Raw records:
^^^^

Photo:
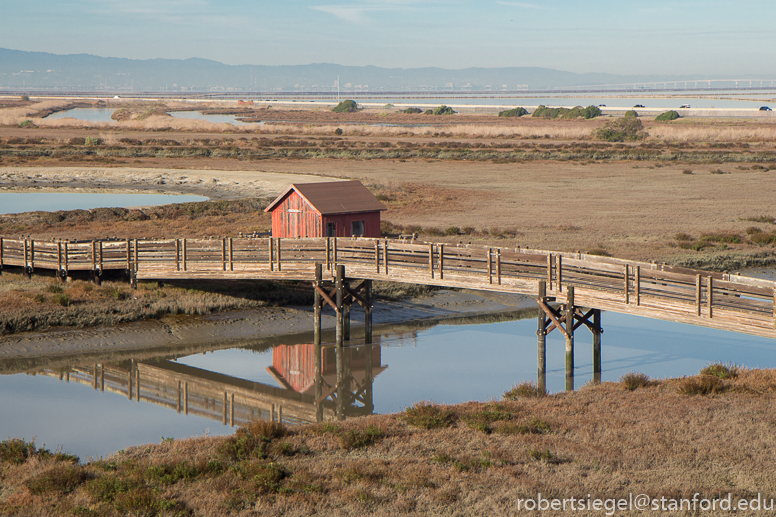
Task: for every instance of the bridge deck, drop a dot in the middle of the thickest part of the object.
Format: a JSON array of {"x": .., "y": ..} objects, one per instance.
[{"x": 717, "y": 300}]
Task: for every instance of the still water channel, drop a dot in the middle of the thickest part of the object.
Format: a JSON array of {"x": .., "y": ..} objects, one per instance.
[
  {"x": 91, "y": 406},
  {"x": 85, "y": 406},
  {"x": 16, "y": 202}
]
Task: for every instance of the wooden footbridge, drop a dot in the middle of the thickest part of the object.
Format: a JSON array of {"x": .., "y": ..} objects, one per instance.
[{"x": 562, "y": 283}]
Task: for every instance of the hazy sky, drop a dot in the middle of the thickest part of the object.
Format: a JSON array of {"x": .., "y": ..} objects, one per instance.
[{"x": 711, "y": 37}]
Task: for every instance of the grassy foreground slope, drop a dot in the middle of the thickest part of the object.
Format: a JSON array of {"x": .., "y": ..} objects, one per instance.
[{"x": 711, "y": 434}]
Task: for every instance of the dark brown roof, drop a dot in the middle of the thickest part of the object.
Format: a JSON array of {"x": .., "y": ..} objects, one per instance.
[{"x": 333, "y": 197}]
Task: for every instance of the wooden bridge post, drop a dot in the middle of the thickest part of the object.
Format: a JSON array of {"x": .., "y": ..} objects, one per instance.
[
  {"x": 346, "y": 312},
  {"x": 541, "y": 347},
  {"x": 317, "y": 365},
  {"x": 368, "y": 313},
  {"x": 340, "y": 405},
  {"x": 317, "y": 306},
  {"x": 597, "y": 345},
  {"x": 340, "y": 295},
  {"x": 570, "y": 309}
]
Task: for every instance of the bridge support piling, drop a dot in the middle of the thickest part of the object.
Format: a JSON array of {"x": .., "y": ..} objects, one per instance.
[
  {"x": 596, "y": 330},
  {"x": 340, "y": 296},
  {"x": 570, "y": 309},
  {"x": 346, "y": 312},
  {"x": 368, "y": 313},
  {"x": 541, "y": 346},
  {"x": 317, "y": 305}
]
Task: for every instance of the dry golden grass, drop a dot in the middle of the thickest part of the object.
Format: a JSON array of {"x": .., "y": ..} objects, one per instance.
[{"x": 603, "y": 441}]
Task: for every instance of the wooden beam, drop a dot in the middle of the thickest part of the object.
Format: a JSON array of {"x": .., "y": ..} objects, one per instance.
[
  {"x": 551, "y": 314},
  {"x": 323, "y": 294}
]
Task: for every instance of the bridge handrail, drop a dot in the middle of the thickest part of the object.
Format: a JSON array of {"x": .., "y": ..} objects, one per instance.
[{"x": 398, "y": 260}]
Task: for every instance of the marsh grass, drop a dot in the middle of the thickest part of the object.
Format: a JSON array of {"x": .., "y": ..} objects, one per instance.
[
  {"x": 425, "y": 415},
  {"x": 527, "y": 389},
  {"x": 633, "y": 381},
  {"x": 581, "y": 442}
]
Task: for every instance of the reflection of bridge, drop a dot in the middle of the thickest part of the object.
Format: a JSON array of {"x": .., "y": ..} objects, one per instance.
[
  {"x": 233, "y": 401},
  {"x": 562, "y": 283}
]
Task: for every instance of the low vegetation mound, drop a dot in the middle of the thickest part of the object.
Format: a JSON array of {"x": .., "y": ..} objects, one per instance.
[
  {"x": 621, "y": 130},
  {"x": 567, "y": 113},
  {"x": 346, "y": 106},
  {"x": 444, "y": 110},
  {"x": 514, "y": 112},
  {"x": 667, "y": 116}
]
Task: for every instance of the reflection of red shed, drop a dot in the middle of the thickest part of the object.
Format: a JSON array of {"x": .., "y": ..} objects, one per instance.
[{"x": 330, "y": 209}]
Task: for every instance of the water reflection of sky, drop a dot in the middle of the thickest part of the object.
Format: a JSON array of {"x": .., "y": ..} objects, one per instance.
[
  {"x": 446, "y": 364},
  {"x": 16, "y": 202}
]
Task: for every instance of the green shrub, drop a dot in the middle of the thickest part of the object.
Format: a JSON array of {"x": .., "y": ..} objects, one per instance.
[
  {"x": 566, "y": 113},
  {"x": 346, "y": 106},
  {"x": 514, "y": 112},
  {"x": 428, "y": 416},
  {"x": 444, "y": 110},
  {"x": 622, "y": 129},
  {"x": 524, "y": 389},
  {"x": 633, "y": 381},
  {"x": 667, "y": 116},
  {"x": 723, "y": 371}
]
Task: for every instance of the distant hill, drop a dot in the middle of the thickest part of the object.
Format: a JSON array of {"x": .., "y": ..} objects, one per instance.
[{"x": 39, "y": 70}]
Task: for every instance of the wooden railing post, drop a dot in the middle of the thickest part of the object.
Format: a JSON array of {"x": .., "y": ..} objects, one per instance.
[
  {"x": 271, "y": 254},
  {"x": 278, "y": 254},
  {"x": 559, "y": 272},
  {"x": 490, "y": 266},
  {"x": 231, "y": 254},
  {"x": 498, "y": 265},
  {"x": 637, "y": 281},
  {"x": 431, "y": 260},
  {"x": 549, "y": 271},
  {"x": 570, "y": 309},
  {"x": 627, "y": 285},
  {"x": 441, "y": 261},
  {"x": 698, "y": 295},
  {"x": 541, "y": 345},
  {"x": 710, "y": 296}
]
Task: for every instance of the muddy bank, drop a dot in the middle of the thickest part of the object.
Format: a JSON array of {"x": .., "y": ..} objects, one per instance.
[{"x": 243, "y": 327}]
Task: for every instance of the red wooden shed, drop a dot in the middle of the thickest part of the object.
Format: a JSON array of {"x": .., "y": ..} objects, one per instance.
[{"x": 330, "y": 209}]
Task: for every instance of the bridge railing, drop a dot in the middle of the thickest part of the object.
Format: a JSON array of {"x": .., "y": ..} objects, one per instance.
[{"x": 617, "y": 280}]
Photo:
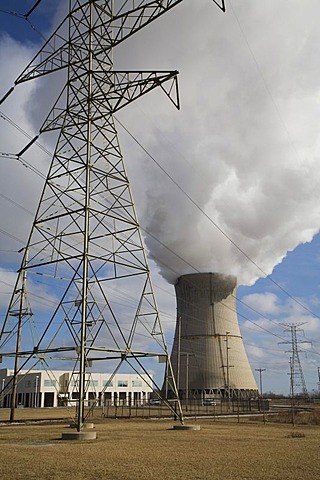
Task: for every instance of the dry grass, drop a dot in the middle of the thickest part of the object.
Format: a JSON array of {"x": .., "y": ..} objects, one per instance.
[{"x": 149, "y": 449}]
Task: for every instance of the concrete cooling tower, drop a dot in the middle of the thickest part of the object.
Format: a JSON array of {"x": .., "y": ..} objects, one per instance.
[{"x": 208, "y": 355}]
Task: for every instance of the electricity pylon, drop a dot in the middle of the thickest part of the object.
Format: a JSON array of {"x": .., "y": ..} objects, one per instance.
[
  {"x": 85, "y": 240},
  {"x": 297, "y": 381}
]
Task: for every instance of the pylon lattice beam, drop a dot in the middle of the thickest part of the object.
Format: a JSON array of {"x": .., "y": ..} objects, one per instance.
[{"x": 85, "y": 240}]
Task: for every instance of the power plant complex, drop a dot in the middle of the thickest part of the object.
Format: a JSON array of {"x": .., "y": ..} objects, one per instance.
[{"x": 208, "y": 355}]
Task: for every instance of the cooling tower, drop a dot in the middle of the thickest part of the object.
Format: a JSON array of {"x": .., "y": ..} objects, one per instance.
[{"x": 208, "y": 355}]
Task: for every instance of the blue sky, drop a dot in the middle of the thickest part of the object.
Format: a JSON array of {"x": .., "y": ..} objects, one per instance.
[{"x": 244, "y": 147}]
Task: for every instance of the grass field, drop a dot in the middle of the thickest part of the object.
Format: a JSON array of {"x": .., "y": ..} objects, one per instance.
[{"x": 150, "y": 449}]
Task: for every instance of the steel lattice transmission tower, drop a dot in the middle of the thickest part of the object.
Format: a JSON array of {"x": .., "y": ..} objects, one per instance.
[
  {"x": 297, "y": 380},
  {"x": 85, "y": 240}
]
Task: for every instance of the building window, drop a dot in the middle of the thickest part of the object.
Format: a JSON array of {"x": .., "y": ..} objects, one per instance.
[
  {"x": 49, "y": 383},
  {"x": 108, "y": 383},
  {"x": 122, "y": 383},
  {"x": 137, "y": 383}
]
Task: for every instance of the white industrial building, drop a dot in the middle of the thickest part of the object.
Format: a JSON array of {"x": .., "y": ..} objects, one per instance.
[{"x": 42, "y": 388}]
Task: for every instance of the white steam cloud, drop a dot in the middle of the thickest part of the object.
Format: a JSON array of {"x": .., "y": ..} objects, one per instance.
[{"x": 244, "y": 147}]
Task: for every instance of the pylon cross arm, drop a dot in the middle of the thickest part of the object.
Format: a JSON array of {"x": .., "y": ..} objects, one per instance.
[{"x": 114, "y": 91}]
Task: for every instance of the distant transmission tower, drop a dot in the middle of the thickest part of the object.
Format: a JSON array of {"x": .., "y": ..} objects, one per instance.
[
  {"x": 298, "y": 384},
  {"x": 85, "y": 243}
]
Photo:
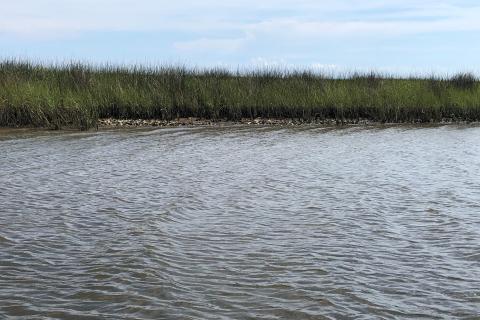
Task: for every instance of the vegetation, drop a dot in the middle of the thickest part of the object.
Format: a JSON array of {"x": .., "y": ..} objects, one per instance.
[{"x": 77, "y": 95}]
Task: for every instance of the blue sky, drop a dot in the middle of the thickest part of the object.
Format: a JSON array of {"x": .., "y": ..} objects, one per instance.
[{"x": 398, "y": 36}]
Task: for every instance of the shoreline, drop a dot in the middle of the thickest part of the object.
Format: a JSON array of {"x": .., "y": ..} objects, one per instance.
[
  {"x": 196, "y": 122},
  {"x": 112, "y": 123}
]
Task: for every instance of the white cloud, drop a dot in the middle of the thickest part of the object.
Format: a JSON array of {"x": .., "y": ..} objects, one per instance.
[
  {"x": 305, "y": 18},
  {"x": 207, "y": 44}
]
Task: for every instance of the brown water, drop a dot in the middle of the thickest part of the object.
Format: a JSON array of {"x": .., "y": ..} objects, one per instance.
[{"x": 241, "y": 223}]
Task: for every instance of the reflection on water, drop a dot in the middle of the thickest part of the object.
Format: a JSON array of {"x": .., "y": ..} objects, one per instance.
[{"x": 241, "y": 222}]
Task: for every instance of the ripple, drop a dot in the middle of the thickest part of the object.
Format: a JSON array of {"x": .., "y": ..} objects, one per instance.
[{"x": 241, "y": 222}]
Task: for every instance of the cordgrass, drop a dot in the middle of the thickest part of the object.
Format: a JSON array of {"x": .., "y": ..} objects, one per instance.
[{"x": 77, "y": 95}]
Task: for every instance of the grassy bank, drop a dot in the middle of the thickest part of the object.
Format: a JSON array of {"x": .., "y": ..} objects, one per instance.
[{"x": 76, "y": 95}]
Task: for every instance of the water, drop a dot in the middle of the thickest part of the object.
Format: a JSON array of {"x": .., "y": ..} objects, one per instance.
[{"x": 241, "y": 223}]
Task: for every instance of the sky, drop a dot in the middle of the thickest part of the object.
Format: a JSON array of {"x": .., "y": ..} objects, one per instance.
[{"x": 394, "y": 36}]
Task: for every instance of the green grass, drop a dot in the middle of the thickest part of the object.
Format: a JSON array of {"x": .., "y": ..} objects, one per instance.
[{"x": 77, "y": 95}]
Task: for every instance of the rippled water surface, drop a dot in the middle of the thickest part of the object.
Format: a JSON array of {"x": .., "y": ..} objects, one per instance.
[{"x": 241, "y": 223}]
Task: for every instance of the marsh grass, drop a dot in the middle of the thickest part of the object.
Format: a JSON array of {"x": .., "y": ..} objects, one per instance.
[{"x": 77, "y": 95}]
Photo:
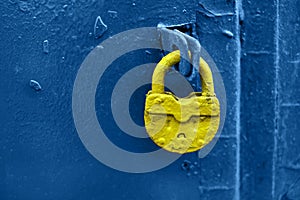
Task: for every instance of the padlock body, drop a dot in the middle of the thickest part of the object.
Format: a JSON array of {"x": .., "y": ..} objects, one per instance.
[{"x": 181, "y": 125}]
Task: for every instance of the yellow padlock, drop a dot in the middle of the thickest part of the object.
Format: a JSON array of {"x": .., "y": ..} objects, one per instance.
[{"x": 181, "y": 125}]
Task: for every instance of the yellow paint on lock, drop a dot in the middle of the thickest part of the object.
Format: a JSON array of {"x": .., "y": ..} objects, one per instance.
[{"x": 181, "y": 125}]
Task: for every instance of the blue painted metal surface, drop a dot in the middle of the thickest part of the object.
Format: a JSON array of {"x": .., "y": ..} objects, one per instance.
[{"x": 255, "y": 45}]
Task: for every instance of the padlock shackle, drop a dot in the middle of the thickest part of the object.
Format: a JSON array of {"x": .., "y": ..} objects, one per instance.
[{"x": 173, "y": 58}]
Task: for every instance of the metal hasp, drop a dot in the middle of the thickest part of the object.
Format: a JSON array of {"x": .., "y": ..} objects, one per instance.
[{"x": 181, "y": 125}]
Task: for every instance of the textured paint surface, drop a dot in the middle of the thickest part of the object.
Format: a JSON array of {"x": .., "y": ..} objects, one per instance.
[{"x": 256, "y": 46}]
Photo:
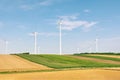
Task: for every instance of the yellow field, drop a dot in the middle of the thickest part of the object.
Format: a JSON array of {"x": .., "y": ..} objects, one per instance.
[
  {"x": 112, "y": 56},
  {"x": 97, "y": 60},
  {"x": 88, "y": 74},
  {"x": 15, "y": 63}
]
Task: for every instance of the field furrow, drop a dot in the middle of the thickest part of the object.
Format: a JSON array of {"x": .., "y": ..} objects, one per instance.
[{"x": 15, "y": 63}]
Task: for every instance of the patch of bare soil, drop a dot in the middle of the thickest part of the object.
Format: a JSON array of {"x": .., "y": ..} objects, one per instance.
[
  {"x": 96, "y": 60},
  {"x": 15, "y": 63}
]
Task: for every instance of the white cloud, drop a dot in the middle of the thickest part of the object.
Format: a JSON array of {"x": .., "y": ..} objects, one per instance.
[
  {"x": 45, "y": 3},
  {"x": 35, "y": 5},
  {"x": 26, "y": 7},
  {"x": 1, "y": 24},
  {"x": 71, "y": 22},
  {"x": 87, "y": 11},
  {"x": 45, "y": 34}
]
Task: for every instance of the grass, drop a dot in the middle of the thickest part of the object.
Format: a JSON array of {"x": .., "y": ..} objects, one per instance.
[
  {"x": 99, "y": 57},
  {"x": 61, "y": 61}
]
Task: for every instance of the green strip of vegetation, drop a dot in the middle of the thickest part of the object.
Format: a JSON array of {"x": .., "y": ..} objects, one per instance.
[
  {"x": 98, "y": 57},
  {"x": 61, "y": 62}
]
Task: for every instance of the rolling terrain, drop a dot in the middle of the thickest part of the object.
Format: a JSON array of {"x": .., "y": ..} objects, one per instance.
[{"x": 15, "y": 63}]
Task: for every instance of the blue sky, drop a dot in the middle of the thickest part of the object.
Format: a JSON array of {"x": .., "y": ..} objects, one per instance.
[{"x": 82, "y": 21}]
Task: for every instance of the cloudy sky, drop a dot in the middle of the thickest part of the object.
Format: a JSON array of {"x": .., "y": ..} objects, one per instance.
[{"x": 82, "y": 22}]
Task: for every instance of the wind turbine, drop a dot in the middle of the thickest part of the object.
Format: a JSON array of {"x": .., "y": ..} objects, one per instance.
[
  {"x": 35, "y": 41},
  {"x": 6, "y": 46},
  {"x": 60, "y": 36},
  {"x": 96, "y": 44}
]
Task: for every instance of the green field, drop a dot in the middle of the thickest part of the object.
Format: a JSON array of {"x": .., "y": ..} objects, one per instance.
[
  {"x": 98, "y": 57},
  {"x": 62, "y": 61}
]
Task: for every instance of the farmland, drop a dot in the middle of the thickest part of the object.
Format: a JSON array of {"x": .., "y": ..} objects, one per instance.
[
  {"x": 15, "y": 63},
  {"x": 64, "y": 61},
  {"x": 59, "y": 67}
]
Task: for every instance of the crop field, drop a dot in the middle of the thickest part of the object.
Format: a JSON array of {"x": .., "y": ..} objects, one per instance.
[
  {"x": 59, "y": 67},
  {"x": 66, "y": 61},
  {"x": 103, "y": 57},
  {"x": 15, "y": 63},
  {"x": 86, "y": 74}
]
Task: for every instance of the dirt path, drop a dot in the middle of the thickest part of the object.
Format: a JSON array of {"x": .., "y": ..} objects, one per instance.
[
  {"x": 15, "y": 63},
  {"x": 97, "y": 60},
  {"x": 88, "y": 74}
]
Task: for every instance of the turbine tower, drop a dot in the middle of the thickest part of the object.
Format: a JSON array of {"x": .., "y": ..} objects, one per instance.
[
  {"x": 60, "y": 36},
  {"x": 96, "y": 45},
  {"x": 6, "y": 46},
  {"x": 35, "y": 42}
]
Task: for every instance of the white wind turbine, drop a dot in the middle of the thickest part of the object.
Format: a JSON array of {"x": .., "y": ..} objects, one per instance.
[
  {"x": 6, "y": 46},
  {"x": 35, "y": 41},
  {"x": 96, "y": 45}
]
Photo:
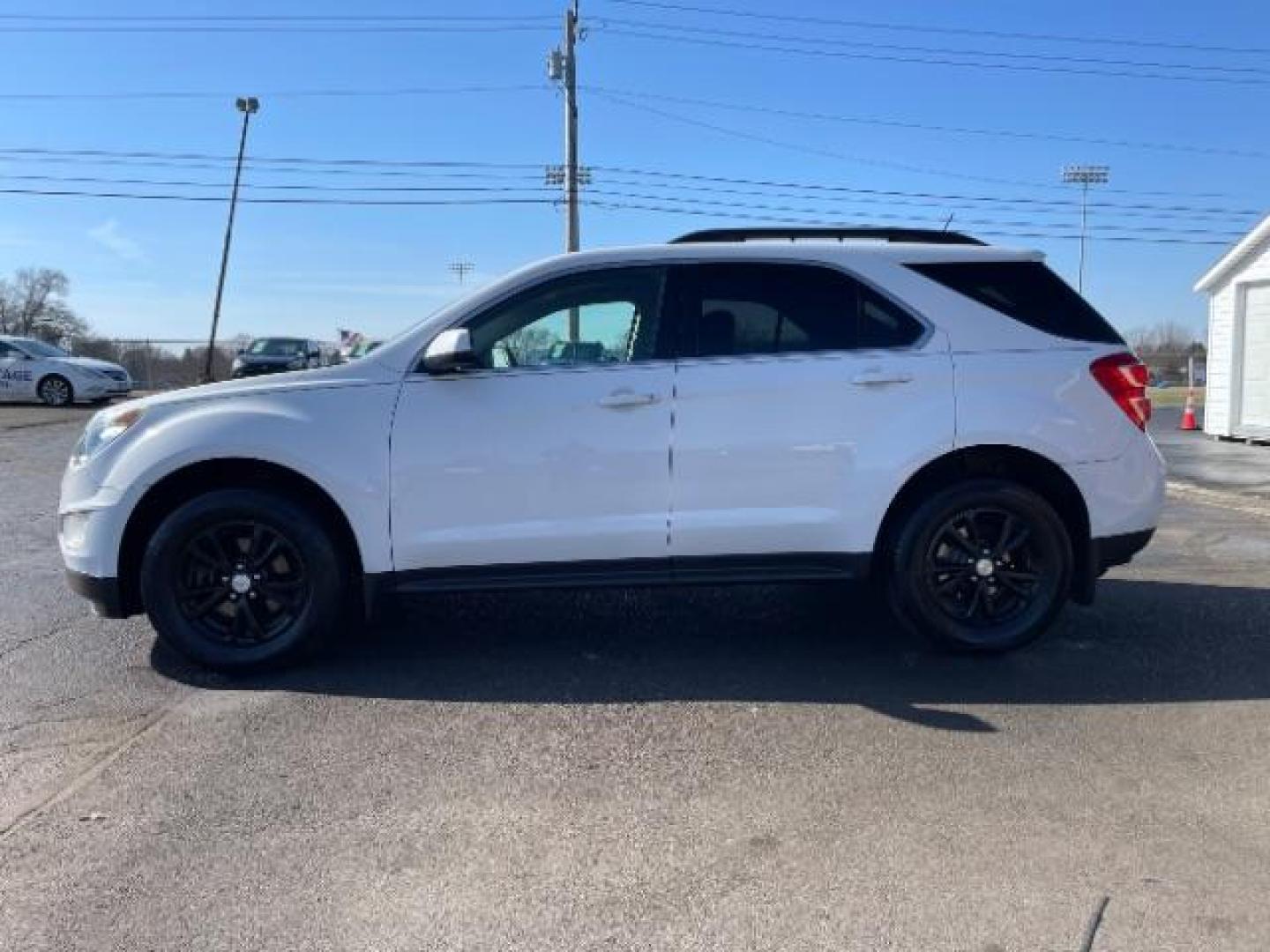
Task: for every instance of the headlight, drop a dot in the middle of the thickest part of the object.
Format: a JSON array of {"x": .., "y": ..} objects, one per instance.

^^^^

Problem description -> Copy exactly the lines from the line containing "Task: for every instance of the turbine" through the last line of the records, both included, and omit every picture.

Exercise solution ->
Task: for every instance of the turbine tower, drop a dot in the middle of the thickest part of the object.
Format: a JSON array of {"x": .., "y": ..} objects, one per instance.
[
  {"x": 60, "y": 36},
  {"x": 96, "y": 45},
  {"x": 6, "y": 46},
  {"x": 35, "y": 42}
]
Task: for every instance of the white wind turbine, drop a dot in the middle of the thickest part of the object.
Format: a JSON array of {"x": .., "y": ..} objects, one per instance.
[
  {"x": 6, "y": 46},
  {"x": 35, "y": 41},
  {"x": 96, "y": 45}
]
Photo:
Task: for every instance of the headlight, drop a dot in the middle of the thickest part of the object.
Format: a JSON array of {"x": .., "y": ..} objects, one per instance.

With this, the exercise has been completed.